→ ENUNCIADO 1
Reescreva as linhas de dados começando na linha que contém "Tag the blue" e terminando na última dessas linhas. Substitua "Target" por "Object" e mantenha todo o resto igual.

Os problemas de Darling in the Franxx

 

Eu gostei da primeira metade de Darling in the Franxx. Acreditei que seria um anime promissor. Até fiz uma artigo falando como mesmo com problemas, a série tratava seus temas de forma interessante sem ser invasivo.

Mesmo não tendo nada inovador, o anime parecia algo gostoso de assistir e redondo. O foco nos personagens e a forma com que vários deles eram abordados, o arco de crescimento de alguns e como eles se identificavam como pessoas me agradou muito. A construção daquele mundo era um tanto nebulosa, mas não soava forçada. De qualquer forma o foco não era o macro, e sim o micro.

Por outro lado, a segunda metade provou que eu estava errado em dar crédito ao anime.

A partir da segunda metade do anime, ele mostrou que na verdade não sabia qual era sua própria mensagem. A série enfiou tantos elementos de uma vez que deixou os personagens cada vez mais desinteressantes. Além disso, a  completa falta de controle de ritmo do anime quase passou uma mensagem problemática (que depois do final, percebi que não era algo mal intencionado, apenas mal escrito). Como anteriormente eu falei muito bem desse anime, me senti na obrigação de fazer este texto contendo minha opinião final sobre o mesmo.

Ah, alguns spoilers serão inevitáveis no texto.

 

Conflitos Artificiais

 

É Fácil ver quais obras Darling in the Franxx usou de referência. Temos cenas muito parecidas com Evangelion, Top wo Nerae, Bokurano, Gurren Lagann. Não há problema em repetir o que já foi feito, tropes podem ser bem aplicados e ressignificados. Mas Darling in the Franxx não entende o que faz as obras que o inspirou serem tão impactantes. As reviravoltas não tem o peso necessário e só soam artificiais. Algumas cenas parecem que só foram jogadas lá, sem terem um real impacto na trama ou nos personagens.

Em certo momento descobrimos que Zero Two na realidade é um clone da rainha Kluxsaur (pra surpresa de ninguém). Sabe qual o peso que essa informação teve nos personagens? Isso mesmo! Nenhum!

Também descobrimos que os Franxx são feitos a partir de Kluxsaurs, e que aquelas criaturas gigantescas também eram pilotadas, então os personagens ativamente também estavam matando um piloto…E isso não leva a absolutamente nada.

Também temos acontecimentos que parecem querer construir algo forte, mas simplesmente não vão a lugar algum.

→ ENUNCIADO 2
De acordo com o texto sobre Darling in the Franxx, a partir de que os Franxx são feitos?

→ DADOS DA TAREFA
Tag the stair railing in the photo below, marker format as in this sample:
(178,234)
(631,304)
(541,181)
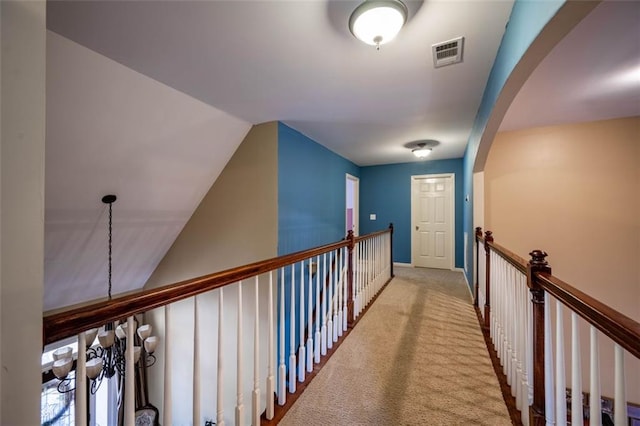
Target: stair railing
(292,307)
(516,300)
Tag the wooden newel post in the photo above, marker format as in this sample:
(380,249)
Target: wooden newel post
(391,248)
(535,265)
(350,248)
(488,238)
(478,235)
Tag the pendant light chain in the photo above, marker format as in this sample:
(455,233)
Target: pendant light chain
(110,246)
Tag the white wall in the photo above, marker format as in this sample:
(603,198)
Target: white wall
(22,208)
(235,224)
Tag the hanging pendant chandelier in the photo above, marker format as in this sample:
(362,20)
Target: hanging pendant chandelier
(107,358)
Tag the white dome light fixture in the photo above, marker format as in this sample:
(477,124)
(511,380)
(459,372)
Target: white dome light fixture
(377,22)
(421,151)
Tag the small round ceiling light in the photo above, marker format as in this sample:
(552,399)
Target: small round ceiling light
(377,22)
(422,151)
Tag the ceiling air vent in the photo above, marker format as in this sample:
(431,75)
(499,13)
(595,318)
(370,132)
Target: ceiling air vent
(447,52)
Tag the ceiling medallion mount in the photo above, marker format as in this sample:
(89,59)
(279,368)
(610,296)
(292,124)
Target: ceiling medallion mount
(421,150)
(377,22)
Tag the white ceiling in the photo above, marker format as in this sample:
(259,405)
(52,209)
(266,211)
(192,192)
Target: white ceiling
(592,74)
(297,62)
(149,100)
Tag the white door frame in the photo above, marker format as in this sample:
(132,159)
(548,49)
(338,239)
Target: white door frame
(452,225)
(356,201)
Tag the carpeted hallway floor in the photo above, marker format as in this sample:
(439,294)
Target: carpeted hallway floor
(417,357)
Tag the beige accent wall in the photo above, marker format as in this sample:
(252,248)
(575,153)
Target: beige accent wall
(235,224)
(574,191)
(23,36)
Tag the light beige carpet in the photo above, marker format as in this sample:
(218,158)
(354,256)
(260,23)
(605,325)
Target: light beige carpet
(416,358)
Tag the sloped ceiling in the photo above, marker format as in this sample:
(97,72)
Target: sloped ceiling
(111,130)
(592,74)
(297,62)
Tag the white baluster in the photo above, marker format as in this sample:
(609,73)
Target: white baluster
(561,401)
(323,345)
(220,378)
(302,356)
(317,338)
(336,292)
(345,283)
(310,319)
(81,381)
(168,368)
(270,379)
(577,414)
(255,396)
(239,366)
(620,395)
(129,377)
(549,390)
(340,291)
(196,363)
(595,408)
(292,331)
(282,369)
(330,306)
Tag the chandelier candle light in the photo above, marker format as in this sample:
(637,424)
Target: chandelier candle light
(377,22)
(109,356)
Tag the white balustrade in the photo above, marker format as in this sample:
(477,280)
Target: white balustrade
(595,416)
(282,369)
(220,364)
(323,330)
(317,340)
(371,270)
(168,369)
(310,348)
(196,363)
(255,396)
(577,412)
(239,367)
(271,343)
(302,356)
(620,394)
(81,382)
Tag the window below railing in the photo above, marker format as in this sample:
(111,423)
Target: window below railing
(231,341)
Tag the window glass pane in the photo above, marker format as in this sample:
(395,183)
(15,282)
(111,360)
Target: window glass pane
(58,408)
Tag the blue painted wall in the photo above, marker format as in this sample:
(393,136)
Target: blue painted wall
(527,19)
(386,191)
(311,205)
(311,192)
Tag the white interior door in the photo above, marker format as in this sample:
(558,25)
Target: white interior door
(432,224)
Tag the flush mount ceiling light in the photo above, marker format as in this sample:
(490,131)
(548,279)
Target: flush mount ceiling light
(377,22)
(421,151)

→ RESPOSTA ESCRITA 1
Tag the blue painted wall in the photo above, marker format as in this sample:
(393,136)
Object: blue painted wall
(527,19)
(386,191)
(311,205)
(311,192)
Tag the white interior door in the photo above, marker format as in this sample:
(558,25)
Object: white interior door
(432,224)
Tag the flush mount ceiling light in the photo above, marker format as in this sample:
(490,131)
(548,279)
Object: flush mount ceiling light
(377,22)
(421,151)

→ RESPOSTA ESCRITA 2
Os Franxx são feitos a partir de Kluxsaurs.